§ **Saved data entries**
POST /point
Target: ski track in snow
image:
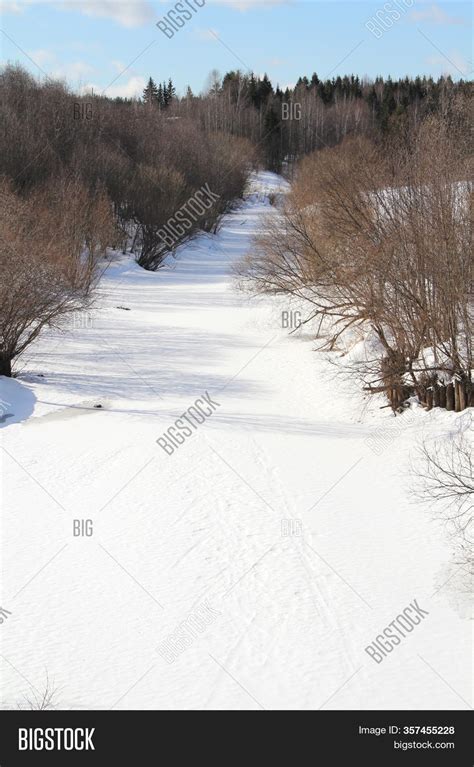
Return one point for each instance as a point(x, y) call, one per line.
point(288, 442)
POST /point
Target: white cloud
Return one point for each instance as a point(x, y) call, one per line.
point(132, 87)
point(454, 64)
point(206, 34)
point(433, 14)
point(127, 13)
point(133, 13)
point(48, 62)
point(8, 6)
point(245, 5)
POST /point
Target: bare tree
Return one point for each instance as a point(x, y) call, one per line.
point(445, 481)
point(50, 248)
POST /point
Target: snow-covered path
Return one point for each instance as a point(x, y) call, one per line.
point(275, 522)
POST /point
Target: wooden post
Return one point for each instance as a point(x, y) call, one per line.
point(450, 397)
point(442, 396)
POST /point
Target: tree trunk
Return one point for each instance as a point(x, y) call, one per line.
point(5, 366)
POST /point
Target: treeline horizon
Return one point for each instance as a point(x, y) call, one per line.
point(289, 123)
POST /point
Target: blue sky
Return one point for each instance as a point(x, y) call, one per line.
point(116, 45)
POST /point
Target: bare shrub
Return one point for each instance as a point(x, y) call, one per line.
point(445, 482)
point(51, 244)
point(380, 238)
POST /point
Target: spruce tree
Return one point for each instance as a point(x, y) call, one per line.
point(150, 94)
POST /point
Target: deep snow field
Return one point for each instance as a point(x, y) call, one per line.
point(277, 519)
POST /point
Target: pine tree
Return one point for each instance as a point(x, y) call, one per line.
point(150, 94)
point(171, 91)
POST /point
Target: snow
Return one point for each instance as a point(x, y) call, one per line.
point(203, 529)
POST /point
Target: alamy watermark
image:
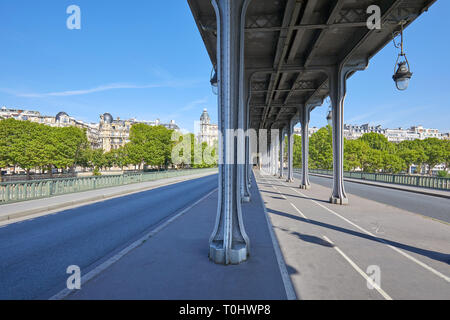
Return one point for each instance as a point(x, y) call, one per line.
point(74, 20)
point(74, 280)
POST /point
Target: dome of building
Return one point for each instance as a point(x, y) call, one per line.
point(60, 115)
point(107, 118)
point(205, 117)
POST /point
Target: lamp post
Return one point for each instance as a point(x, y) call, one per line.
point(402, 76)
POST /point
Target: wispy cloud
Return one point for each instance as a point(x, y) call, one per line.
point(191, 105)
point(101, 88)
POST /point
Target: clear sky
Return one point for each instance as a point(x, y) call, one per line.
point(145, 59)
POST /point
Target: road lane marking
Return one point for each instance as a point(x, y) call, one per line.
point(353, 264)
point(296, 209)
point(288, 286)
point(406, 255)
point(105, 265)
point(358, 269)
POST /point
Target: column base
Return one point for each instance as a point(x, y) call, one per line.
point(237, 255)
point(340, 201)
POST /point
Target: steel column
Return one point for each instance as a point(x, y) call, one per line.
point(281, 153)
point(244, 107)
point(337, 78)
point(229, 243)
point(290, 134)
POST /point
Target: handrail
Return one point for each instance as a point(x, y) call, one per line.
point(17, 191)
point(408, 180)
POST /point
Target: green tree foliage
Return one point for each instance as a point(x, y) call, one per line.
point(30, 145)
point(297, 151)
point(435, 152)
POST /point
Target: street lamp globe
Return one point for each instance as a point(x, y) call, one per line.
point(402, 76)
point(330, 116)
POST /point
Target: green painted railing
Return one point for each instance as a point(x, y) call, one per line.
point(408, 180)
point(28, 190)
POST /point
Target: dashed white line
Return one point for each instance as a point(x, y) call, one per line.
point(358, 269)
point(93, 273)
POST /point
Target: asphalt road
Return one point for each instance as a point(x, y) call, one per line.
point(35, 254)
point(434, 207)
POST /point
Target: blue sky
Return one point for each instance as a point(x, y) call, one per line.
point(146, 59)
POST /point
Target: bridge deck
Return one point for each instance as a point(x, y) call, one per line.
point(326, 250)
point(411, 250)
point(174, 263)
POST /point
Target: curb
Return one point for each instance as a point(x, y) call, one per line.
point(386, 186)
point(82, 202)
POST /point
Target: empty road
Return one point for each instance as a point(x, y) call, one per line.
point(433, 207)
point(35, 253)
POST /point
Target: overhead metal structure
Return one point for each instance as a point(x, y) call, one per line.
point(277, 61)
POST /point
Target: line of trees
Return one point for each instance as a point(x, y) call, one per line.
point(374, 153)
point(31, 146)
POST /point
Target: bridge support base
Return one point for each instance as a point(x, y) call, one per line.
point(340, 201)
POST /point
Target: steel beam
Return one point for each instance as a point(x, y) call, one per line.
point(304, 119)
point(290, 134)
point(281, 153)
point(229, 243)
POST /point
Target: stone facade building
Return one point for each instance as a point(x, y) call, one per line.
point(208, 132)
point(109, 134)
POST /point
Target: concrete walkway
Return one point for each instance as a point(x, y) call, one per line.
point(330, 250)
point(420, 190)
point(15, 212)
point(173, 263)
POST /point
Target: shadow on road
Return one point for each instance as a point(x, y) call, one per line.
point(438, 256)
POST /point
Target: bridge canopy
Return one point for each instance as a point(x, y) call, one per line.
point(288, 41)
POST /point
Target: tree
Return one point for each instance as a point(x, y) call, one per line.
point(321, 149)
point(297, 152)
point(392, 163)
point(378, 141)
point(355, 154)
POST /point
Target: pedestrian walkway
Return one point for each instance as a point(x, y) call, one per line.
point(420, 190)
point(33, 208)
point(331, 250)
point(173, 263)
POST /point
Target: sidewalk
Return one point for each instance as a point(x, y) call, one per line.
point(425, 191)
point(333, 251)
point(174, 264)
point(34, 208)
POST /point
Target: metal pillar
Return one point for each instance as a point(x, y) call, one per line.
point(275, 140)
point(244, 112)
point(281, 153)
point(229, 243)
point(290, 133)
point(304, 118)
point(338, 76)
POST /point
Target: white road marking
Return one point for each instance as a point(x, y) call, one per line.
point(288, 286)
point(105, 265)
point(358, 269)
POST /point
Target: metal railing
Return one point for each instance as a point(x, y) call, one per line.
point(408, 180)
point(28, 190)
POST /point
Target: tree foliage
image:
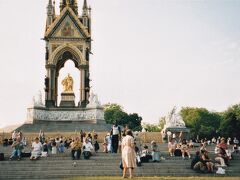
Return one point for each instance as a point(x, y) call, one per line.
point(201, 122)
point(114, 113)
point(155, 127)
point(230, 123)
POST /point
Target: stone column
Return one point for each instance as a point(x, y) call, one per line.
point(50, 95)
point(82, 88)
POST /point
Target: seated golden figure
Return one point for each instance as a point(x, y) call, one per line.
point(67, 83)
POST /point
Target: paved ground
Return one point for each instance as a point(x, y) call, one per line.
point(102, 164)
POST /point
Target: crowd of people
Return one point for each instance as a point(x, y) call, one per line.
point(130, 145)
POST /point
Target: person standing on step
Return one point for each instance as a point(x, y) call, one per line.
point(17, 149)
point(76, 147)
point(36, 149)
point(128, 154)
point(116, 136)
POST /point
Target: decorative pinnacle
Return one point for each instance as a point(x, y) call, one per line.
point(85, 4)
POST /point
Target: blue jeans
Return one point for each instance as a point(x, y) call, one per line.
point(16, 152)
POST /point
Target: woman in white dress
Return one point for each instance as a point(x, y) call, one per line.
point(36, 149)
point(128, 154)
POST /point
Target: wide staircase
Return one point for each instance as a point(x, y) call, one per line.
point(102, 164)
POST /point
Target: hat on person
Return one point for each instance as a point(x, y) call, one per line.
point(153, 142)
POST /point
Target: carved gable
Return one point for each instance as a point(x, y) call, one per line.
point(67, 25)
point(67, 29)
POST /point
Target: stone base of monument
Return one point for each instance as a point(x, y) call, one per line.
point(67, 99)
point(62, 119)
point(177, 130)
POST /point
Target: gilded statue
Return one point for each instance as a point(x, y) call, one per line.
point(67, 83)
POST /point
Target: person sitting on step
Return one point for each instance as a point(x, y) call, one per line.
point(145, 155)
point(222, 157)
point(155, 152)
point(196, 163)
point(36, 149)
point(178, 151)
point(87, 148)
point(172, 147)
point(76, 147)
point(185, 149)
point(17, 149)
point(207, 162)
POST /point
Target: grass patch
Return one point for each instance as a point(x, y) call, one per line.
point(155, 178)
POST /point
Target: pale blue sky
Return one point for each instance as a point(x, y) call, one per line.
point(149, 55)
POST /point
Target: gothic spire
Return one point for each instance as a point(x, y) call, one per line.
point(71, 3)
point(85, 4)
point(50, 13)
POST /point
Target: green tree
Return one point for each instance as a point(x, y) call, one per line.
point(230, 123)
point(133, 121)
point(114, 113)
point(151, 127)
point(201, 122)
point(155, 127)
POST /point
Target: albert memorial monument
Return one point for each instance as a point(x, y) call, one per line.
point(67, 37)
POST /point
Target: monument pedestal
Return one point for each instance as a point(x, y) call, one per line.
point(67, 99)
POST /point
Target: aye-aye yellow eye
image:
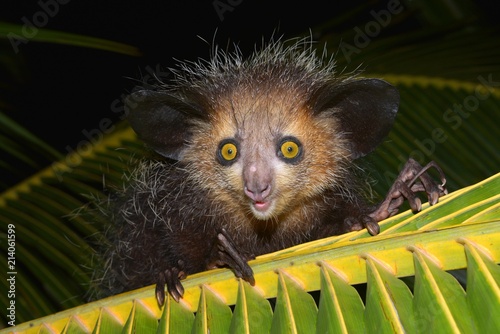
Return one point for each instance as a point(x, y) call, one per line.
point(290, 149)
point(228, 151)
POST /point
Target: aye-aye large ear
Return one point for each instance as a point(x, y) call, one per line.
point(366, 109)
point(161, 120)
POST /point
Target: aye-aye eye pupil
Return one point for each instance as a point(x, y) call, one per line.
point(290, 149)
point(229, 151)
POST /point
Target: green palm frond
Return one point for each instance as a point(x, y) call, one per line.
point(425, 246)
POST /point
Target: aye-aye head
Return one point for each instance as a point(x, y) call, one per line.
point(268, 133)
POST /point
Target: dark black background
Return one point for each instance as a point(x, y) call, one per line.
point(58, 92)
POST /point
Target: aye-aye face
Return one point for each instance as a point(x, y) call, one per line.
point(265, 152)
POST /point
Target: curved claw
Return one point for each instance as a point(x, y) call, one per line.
point(230, 256)
point(406, 187)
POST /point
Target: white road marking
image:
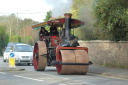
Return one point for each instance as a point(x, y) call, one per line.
point(28, 78)
point(54, 76)
point(2, 72)
point(110, 76)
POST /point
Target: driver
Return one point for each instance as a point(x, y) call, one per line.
point(43, 32)
point(53, 31)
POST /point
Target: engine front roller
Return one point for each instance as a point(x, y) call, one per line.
point(39, 56)
point(72, 60)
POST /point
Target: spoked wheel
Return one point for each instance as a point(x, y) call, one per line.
point(72, 56)
point(39, 56)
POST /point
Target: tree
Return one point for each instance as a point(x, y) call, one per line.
point(82, 10)
point(112, 18)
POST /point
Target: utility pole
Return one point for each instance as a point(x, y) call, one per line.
point(17, 24)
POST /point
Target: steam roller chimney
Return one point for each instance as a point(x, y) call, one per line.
point(67, 24)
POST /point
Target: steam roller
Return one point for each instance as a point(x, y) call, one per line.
point(63, 50)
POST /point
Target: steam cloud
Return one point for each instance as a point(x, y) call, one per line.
point(60, 7)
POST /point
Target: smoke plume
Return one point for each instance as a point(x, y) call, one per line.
point(60, 7)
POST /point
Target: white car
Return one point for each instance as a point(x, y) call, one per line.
point(23, 53)
point(6, 54)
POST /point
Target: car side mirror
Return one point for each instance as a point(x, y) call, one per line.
point(11, 51)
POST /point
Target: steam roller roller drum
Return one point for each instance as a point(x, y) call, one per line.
point(39, 59)
point(72, 56)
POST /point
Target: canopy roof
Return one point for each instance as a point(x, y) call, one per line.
point(59, 23)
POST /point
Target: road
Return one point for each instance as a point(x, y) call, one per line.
point(50, 77)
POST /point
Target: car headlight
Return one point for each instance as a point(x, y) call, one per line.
point(17, 56)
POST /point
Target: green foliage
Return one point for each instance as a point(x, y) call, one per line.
point(15, 38)
point(4, 38)
point(112, 17)
point(82, 10)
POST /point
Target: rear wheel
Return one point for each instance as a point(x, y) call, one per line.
point(72, 56)
point(39, 58)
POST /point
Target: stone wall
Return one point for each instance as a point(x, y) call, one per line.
point(109, 53)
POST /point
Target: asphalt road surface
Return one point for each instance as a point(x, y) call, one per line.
point(50, 77)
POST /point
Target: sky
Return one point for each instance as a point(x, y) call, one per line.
point(34, 9)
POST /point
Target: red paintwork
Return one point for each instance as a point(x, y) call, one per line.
point(59, 57)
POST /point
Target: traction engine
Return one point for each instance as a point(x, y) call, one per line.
point(61, 51)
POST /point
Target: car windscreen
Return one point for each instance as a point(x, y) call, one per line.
point(23, 48)
point(7, 50)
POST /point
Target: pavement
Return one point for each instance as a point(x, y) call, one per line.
point(115, 72)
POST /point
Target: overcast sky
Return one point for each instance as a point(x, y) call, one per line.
point(34, 9)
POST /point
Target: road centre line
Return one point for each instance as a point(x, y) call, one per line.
point(28, 78)
point(54, 76)
point(2, 73)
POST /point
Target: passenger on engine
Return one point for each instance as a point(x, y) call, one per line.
point(43, 32)
point(53, 31)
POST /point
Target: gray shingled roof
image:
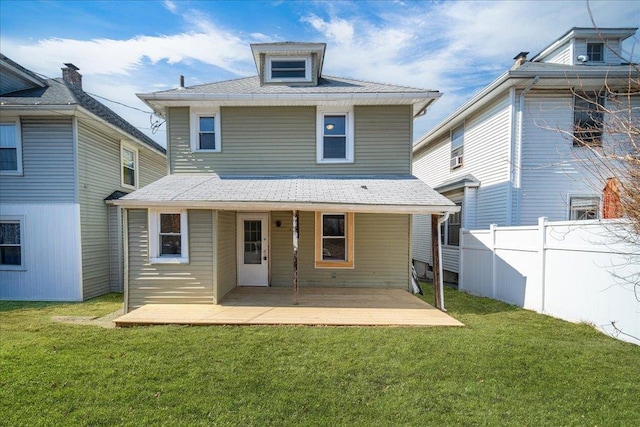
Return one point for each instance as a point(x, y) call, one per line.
point(398, 193)
point(326, 84)
point(58, 93)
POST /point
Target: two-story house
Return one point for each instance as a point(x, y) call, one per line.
point(523, 147)
point(62, 153)
point(286, 176)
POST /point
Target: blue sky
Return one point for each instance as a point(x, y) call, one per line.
point(128, 47)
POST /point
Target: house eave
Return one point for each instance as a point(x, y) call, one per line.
point(289, 206)
point(159, 102)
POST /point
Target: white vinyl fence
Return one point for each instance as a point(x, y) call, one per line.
point(580, 271)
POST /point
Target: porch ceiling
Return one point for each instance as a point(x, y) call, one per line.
point(317, 306)
point(360, 193)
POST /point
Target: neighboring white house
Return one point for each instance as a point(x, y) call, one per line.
point(62, 154)
point(507, 156)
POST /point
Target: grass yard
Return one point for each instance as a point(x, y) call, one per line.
point(506, 367)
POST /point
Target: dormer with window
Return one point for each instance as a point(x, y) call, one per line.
point(289, 63)
point(587, 46)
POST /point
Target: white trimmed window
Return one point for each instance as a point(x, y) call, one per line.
point(457, 147)
point(129, 167)
point(288, 69)
point(595, 52)
point(335, 140)
point(588, 119)
point(10, 148)
point(11, 243)
point(168, 240)
point(584, 208)
point(205, 130)
point(334, 240)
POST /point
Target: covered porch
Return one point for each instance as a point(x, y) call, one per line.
point(316, 306)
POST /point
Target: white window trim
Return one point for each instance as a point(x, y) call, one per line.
point(196, 113)
point(583, 196)
point(307, 69)
point(136, 164)
point(15, 121)
point(349, 263)
point(349, 153)
point(23, 252)
point(154, 237)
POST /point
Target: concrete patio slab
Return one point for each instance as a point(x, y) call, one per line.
point(317, 306)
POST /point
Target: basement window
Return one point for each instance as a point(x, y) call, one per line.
point(584, 208)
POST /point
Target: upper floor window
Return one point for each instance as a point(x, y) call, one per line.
point(595, 52)
point(11, 244)
point(335, 136)
point(10, 148)
point(457, 146)
point(168, 242)
point(588, 108)
point(584, 208)
point(334, 240)
point(205, 130)
point(129, 169)
point(284, 69)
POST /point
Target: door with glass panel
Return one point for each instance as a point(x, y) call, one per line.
point(253, 249)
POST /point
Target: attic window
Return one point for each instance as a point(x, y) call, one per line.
point(595, 52)
point(288, 69)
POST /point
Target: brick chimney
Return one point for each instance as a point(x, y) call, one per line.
point(71, 75)
point(519, 59)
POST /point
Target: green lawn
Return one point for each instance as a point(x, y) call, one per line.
point(505, 367)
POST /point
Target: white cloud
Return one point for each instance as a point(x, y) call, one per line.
point(170, 6)
point(454, 47)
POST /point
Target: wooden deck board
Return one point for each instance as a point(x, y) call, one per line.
point(317, 306)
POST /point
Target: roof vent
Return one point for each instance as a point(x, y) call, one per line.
point(71, 75)
point(519, 59)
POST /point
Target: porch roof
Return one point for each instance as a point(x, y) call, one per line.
point(354, 193)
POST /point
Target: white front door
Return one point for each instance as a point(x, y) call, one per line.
point(253, 249)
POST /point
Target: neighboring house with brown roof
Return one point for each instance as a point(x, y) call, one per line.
point(62, 153)
point(512, 153)
point(259, 163)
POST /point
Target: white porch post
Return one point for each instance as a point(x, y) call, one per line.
point(295, 256)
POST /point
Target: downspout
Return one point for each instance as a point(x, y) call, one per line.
point(518, 148)
point(441, 220)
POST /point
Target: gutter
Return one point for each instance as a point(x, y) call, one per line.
point(288, 206)
point(155, 100)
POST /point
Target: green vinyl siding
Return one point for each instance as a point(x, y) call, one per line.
point(171, 283)
point(99, 166)
point(48, 171)
point(226, 248)
point(381, 257)
point(282, 140)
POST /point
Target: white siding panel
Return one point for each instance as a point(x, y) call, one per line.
point(47, 161)
point(551, 167)
point(562, 55)
point(51, 238)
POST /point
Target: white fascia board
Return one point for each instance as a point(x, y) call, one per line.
point(288, 206)
point(40, 110)
point(420, 100)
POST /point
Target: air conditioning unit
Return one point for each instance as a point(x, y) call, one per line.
point(456, 162)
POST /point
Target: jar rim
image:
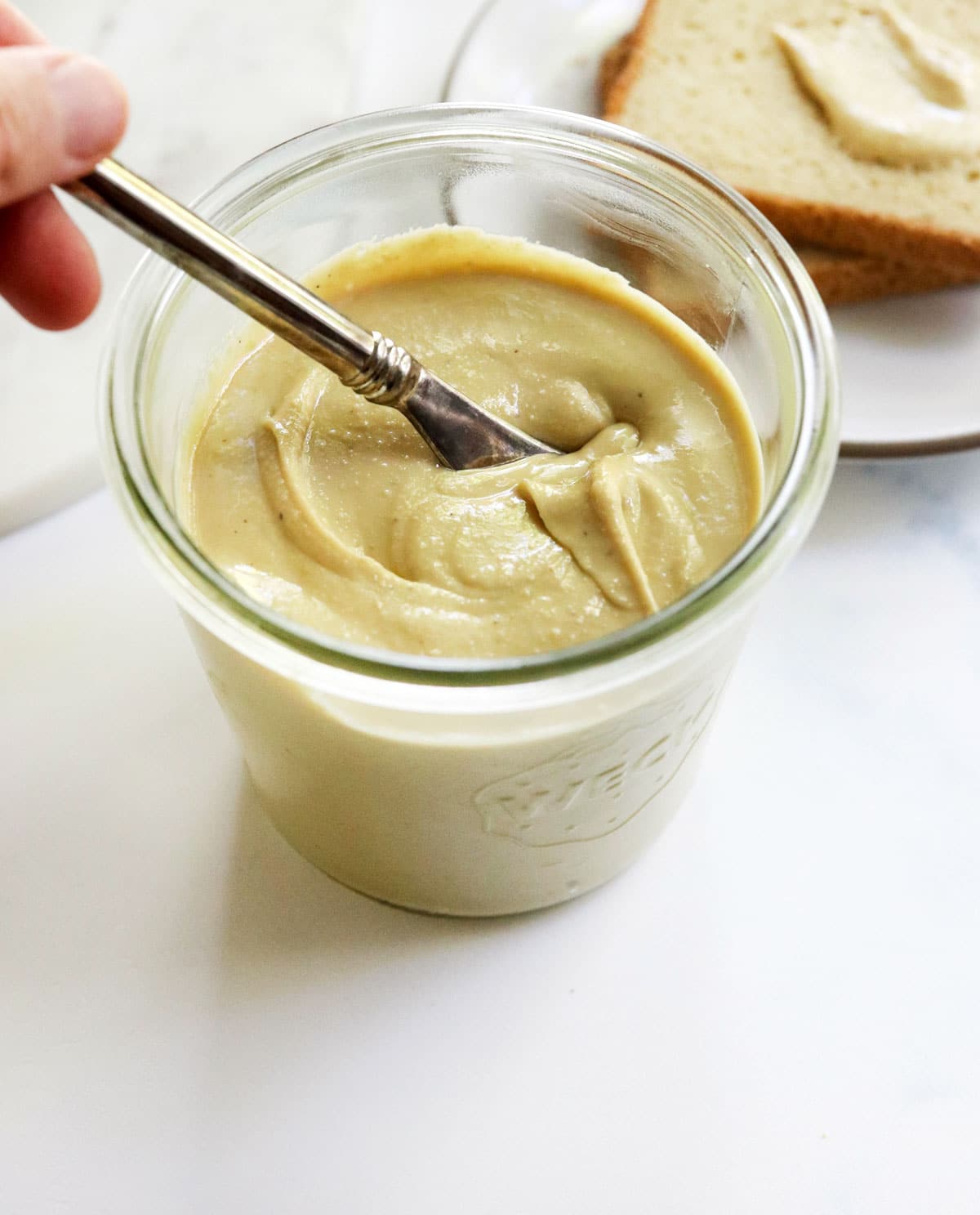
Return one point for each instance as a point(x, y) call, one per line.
point(206, 591)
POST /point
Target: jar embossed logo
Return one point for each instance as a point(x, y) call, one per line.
point(590, 790)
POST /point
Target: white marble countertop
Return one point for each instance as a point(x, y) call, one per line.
point(777, 1010)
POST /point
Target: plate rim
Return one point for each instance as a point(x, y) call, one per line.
point(849, 449)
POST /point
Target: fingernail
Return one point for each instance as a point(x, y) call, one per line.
point(91, 105)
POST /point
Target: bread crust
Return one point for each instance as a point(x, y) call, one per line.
point(821, 224)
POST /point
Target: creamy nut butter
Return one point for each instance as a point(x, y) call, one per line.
point(890, 90)
point(333, 511)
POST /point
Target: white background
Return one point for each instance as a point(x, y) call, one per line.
point(776, 1011)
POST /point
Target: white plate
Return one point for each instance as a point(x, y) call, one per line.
point(910, 366)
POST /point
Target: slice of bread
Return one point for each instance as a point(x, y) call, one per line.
point(710, 79)
point(840, 277)
point(858, 277)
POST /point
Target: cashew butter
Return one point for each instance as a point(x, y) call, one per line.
point(332, 511)
point(890, 90)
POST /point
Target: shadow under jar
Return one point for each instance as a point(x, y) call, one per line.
point(479, 788)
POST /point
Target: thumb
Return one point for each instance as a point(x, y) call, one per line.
point(59, 114)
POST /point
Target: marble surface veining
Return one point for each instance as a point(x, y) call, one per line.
point(777, 1010)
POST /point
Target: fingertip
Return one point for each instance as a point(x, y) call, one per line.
point(47, 269)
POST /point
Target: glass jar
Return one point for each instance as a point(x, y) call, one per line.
point(479, 788)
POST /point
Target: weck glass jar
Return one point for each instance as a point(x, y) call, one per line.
point(479, 788)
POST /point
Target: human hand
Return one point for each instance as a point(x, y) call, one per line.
point(60, 114)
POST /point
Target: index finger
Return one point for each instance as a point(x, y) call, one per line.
point(16, 29)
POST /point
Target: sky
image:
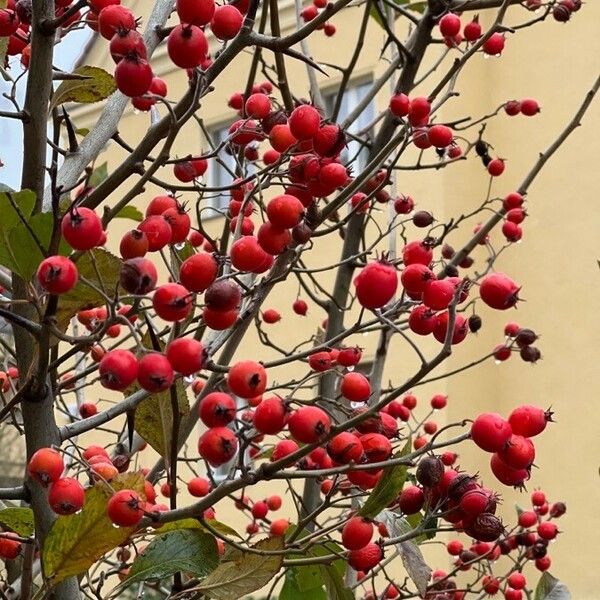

§ **Given request**
From the data above, pick out each line containing the string "bridge" and copy those lines.

§ **Written response**
Target: bridge deck
Target: bridge support base
Target: bridge canopy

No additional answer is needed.